▶ _EXERCISE INPUT_:
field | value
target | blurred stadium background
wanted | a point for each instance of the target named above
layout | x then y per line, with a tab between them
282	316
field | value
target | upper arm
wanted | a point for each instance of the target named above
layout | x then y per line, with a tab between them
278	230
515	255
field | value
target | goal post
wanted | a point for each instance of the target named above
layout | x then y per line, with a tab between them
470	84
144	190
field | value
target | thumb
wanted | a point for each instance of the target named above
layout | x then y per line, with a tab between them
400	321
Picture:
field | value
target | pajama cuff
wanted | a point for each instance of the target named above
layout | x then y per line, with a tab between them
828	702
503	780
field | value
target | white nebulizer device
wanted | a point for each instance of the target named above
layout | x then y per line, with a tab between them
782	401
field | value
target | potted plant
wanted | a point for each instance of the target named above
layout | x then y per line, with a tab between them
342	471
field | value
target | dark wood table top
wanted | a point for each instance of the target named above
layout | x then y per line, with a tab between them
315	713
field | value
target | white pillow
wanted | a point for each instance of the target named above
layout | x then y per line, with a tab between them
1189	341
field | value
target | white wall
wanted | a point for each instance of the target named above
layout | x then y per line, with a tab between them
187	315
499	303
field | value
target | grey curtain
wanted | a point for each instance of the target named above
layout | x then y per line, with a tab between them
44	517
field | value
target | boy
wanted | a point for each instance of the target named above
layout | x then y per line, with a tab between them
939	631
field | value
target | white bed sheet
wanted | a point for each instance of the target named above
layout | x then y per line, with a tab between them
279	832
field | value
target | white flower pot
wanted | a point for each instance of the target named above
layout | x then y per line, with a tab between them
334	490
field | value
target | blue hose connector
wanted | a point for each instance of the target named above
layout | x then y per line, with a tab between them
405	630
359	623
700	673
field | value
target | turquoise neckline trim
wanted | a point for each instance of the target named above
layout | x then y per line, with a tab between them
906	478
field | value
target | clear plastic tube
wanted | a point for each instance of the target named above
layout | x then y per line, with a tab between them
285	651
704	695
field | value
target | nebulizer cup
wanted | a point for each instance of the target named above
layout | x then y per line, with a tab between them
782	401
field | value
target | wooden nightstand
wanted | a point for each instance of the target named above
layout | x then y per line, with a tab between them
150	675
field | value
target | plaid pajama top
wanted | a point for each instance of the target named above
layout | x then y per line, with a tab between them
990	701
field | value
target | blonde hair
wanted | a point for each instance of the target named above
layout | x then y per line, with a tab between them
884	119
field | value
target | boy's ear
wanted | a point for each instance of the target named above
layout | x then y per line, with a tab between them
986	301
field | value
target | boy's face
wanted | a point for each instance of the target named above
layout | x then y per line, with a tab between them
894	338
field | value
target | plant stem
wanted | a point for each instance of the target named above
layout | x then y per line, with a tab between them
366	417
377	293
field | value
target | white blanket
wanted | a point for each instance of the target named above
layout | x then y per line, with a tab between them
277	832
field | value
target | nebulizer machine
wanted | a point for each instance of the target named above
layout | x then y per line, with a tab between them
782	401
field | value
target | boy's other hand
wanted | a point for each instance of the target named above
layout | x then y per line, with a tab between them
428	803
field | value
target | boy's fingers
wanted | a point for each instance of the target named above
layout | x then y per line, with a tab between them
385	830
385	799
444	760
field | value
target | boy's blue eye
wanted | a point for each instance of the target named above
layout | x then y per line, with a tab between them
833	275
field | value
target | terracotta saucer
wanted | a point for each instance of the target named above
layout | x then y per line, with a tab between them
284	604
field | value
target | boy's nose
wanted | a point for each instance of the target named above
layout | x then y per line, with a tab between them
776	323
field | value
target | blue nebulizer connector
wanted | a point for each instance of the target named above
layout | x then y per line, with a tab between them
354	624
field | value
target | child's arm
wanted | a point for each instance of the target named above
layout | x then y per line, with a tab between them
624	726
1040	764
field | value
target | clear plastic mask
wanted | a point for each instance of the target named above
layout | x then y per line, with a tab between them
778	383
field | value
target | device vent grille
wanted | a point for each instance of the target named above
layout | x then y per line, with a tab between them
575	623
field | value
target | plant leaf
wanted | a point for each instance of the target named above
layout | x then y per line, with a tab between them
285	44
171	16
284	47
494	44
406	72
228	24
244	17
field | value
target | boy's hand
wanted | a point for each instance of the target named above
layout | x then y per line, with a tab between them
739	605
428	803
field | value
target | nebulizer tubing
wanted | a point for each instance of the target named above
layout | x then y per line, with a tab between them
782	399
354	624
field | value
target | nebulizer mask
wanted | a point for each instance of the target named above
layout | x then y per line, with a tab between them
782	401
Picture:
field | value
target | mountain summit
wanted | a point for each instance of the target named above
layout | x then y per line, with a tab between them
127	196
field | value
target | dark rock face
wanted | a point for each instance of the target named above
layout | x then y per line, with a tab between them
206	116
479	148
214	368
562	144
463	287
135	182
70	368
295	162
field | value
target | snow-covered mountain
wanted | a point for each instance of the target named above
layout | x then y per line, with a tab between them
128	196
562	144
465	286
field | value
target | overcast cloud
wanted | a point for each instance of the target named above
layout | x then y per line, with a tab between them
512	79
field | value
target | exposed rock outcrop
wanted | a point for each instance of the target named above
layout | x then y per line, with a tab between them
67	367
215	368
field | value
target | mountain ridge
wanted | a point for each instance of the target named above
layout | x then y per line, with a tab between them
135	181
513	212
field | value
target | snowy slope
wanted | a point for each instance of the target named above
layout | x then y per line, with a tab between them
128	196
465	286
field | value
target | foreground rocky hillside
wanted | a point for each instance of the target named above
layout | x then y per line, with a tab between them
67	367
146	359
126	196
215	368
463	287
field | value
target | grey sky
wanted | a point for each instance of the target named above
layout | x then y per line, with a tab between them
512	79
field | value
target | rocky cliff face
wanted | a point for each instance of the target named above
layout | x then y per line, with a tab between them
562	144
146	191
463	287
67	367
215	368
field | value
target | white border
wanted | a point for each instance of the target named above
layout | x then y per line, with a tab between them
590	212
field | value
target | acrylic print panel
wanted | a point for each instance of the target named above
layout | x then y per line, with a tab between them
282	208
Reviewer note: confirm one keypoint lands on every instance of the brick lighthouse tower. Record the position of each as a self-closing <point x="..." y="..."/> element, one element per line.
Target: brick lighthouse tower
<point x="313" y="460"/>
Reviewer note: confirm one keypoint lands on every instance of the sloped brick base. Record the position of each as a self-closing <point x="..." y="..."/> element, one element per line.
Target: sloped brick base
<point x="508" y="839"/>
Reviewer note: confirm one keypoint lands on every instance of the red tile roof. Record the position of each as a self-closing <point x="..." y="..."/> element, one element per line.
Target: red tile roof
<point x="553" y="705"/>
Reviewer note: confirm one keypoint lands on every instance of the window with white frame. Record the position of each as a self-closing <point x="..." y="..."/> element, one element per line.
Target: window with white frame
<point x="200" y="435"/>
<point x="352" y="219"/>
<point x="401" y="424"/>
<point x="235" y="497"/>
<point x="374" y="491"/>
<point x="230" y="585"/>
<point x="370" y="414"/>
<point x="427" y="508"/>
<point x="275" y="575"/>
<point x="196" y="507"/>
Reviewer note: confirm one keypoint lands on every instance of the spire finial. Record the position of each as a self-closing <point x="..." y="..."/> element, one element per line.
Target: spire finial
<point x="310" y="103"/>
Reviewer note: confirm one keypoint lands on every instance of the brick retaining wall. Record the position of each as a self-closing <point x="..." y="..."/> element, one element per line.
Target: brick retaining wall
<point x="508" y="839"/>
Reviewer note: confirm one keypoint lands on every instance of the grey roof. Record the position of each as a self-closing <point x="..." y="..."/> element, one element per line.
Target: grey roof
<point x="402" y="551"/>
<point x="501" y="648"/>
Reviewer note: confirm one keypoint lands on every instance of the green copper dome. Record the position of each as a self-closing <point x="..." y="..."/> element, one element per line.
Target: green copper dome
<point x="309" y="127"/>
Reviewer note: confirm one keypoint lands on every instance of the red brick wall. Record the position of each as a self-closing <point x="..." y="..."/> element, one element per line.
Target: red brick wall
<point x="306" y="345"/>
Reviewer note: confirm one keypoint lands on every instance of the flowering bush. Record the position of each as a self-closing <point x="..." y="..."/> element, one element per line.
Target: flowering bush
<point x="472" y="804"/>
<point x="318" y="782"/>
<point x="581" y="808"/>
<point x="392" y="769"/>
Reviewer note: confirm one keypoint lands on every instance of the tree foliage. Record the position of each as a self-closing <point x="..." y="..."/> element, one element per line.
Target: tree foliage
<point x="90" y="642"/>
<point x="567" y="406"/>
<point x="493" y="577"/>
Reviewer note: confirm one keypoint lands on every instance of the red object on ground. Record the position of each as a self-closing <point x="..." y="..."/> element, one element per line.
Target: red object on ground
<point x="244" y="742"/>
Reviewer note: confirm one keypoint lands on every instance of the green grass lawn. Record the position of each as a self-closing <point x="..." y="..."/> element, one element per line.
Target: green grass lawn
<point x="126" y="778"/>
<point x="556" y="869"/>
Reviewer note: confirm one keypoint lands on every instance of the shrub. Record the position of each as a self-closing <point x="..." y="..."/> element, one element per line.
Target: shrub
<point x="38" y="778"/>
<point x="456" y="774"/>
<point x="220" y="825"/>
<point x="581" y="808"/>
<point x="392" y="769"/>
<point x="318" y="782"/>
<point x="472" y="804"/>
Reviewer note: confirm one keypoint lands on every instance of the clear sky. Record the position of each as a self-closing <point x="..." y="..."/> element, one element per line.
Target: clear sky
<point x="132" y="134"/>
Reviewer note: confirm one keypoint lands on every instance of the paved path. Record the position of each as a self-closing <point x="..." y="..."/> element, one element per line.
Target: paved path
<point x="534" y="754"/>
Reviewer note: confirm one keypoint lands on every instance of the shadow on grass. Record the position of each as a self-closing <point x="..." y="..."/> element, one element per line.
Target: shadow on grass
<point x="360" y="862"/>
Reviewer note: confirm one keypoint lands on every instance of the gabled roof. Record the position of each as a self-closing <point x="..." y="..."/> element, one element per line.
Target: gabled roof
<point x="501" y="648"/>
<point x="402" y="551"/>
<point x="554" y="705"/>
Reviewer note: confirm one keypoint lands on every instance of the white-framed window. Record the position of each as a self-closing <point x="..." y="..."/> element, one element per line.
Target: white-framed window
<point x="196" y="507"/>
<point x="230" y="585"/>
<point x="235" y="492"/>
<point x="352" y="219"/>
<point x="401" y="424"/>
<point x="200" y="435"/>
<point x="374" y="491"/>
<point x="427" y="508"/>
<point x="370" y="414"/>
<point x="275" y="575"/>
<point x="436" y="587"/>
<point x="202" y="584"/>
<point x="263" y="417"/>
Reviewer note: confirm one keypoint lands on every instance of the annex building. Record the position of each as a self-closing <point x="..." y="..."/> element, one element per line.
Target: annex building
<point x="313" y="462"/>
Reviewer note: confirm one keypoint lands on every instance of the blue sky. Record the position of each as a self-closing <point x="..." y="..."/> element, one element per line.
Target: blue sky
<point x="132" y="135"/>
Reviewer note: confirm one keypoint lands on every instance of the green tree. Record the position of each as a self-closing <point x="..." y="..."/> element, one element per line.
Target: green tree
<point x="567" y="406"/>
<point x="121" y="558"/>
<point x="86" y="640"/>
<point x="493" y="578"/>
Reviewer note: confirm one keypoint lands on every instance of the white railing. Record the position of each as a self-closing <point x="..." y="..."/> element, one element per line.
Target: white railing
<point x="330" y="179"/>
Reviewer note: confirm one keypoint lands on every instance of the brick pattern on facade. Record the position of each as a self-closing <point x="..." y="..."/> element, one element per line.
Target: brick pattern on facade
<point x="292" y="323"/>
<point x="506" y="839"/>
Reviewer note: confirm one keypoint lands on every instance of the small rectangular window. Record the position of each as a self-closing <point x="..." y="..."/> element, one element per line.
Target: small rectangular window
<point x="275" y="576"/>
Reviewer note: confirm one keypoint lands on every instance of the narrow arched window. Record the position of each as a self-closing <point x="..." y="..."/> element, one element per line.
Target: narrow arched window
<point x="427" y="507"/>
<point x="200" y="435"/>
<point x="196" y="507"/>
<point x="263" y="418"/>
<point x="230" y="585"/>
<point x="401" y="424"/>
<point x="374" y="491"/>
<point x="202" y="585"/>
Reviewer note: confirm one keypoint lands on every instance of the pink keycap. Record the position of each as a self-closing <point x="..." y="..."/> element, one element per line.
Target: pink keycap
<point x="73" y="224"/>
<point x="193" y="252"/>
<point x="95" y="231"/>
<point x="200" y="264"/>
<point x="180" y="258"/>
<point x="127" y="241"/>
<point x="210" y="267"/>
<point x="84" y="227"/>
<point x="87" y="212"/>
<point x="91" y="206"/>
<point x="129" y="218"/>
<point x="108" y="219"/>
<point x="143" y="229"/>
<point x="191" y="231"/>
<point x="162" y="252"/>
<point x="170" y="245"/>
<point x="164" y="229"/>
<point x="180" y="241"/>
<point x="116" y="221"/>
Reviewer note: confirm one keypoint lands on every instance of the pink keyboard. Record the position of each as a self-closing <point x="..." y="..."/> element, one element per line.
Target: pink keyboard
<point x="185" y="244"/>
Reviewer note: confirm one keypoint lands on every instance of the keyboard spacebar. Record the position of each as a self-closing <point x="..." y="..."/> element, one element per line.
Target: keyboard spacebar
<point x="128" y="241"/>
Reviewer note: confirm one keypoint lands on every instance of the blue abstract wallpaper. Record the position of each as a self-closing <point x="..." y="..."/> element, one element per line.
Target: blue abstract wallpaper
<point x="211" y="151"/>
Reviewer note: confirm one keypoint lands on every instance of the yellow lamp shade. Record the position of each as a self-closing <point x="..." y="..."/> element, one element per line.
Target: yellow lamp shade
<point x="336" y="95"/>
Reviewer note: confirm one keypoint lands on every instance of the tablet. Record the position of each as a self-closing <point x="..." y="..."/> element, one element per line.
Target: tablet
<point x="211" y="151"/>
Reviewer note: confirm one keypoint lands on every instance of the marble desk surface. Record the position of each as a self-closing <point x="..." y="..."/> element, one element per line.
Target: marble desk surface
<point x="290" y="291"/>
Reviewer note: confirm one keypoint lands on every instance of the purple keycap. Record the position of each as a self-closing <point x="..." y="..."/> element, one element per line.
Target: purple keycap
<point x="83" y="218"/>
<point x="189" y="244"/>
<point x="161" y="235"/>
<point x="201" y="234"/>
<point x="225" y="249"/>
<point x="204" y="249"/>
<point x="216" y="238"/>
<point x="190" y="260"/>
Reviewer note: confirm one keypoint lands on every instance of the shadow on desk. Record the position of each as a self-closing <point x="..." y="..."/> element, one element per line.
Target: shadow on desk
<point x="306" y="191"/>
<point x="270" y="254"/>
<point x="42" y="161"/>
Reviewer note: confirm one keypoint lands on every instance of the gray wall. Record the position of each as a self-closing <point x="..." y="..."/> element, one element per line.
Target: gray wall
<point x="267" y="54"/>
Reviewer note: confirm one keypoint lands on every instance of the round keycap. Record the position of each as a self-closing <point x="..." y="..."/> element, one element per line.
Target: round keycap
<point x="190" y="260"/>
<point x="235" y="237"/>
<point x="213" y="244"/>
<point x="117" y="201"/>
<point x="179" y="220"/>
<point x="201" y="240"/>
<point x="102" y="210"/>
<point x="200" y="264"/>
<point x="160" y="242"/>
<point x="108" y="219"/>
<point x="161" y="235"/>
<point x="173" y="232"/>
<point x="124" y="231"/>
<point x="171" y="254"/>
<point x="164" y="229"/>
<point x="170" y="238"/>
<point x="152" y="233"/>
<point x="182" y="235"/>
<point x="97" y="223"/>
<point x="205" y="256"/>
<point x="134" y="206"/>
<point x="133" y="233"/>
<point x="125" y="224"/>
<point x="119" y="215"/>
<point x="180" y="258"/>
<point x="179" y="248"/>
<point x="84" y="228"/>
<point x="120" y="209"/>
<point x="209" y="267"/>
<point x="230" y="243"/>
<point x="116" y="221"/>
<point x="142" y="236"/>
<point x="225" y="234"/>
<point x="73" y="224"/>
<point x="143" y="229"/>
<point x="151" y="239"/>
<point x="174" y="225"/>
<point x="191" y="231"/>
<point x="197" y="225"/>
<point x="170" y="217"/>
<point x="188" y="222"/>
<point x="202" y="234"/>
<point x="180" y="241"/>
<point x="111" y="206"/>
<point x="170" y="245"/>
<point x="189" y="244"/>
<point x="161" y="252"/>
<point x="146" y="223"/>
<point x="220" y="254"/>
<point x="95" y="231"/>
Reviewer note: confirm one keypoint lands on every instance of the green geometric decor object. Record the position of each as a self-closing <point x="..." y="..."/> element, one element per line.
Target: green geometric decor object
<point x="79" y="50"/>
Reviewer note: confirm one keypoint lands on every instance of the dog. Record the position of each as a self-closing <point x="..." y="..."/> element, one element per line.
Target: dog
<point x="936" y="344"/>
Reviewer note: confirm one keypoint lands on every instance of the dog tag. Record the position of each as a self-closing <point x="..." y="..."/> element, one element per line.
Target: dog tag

▶ _WHAT NEEDS TO BE DONE_: Only the lines from the one holding "the green geometric" through the end of the listing should be given again, exactly and with both ends included.

▶ _SOLUTION BELOW_:
Reviewer note: confirm one keypoint lands on every instance of the green geometric decor object. Record the position of each as a self-closing <point x="..." y="..."/> element, one element per line.
Target: green geometric decor object
<point x="79" y="50"/>
Reviewer note: confirm one keypoint lands on every instance of the dog. Record the position of each as a self-closing <point x="..." y="..."/> element, one element per line.
Target: dog
<point x="936" y="344"/>
Reviewer note: confirm one keypoint lands on every instance of the dog tag. Record the position of each as a self-closing <point x="..." y="..."/> element, one element per line.
Target: dog tag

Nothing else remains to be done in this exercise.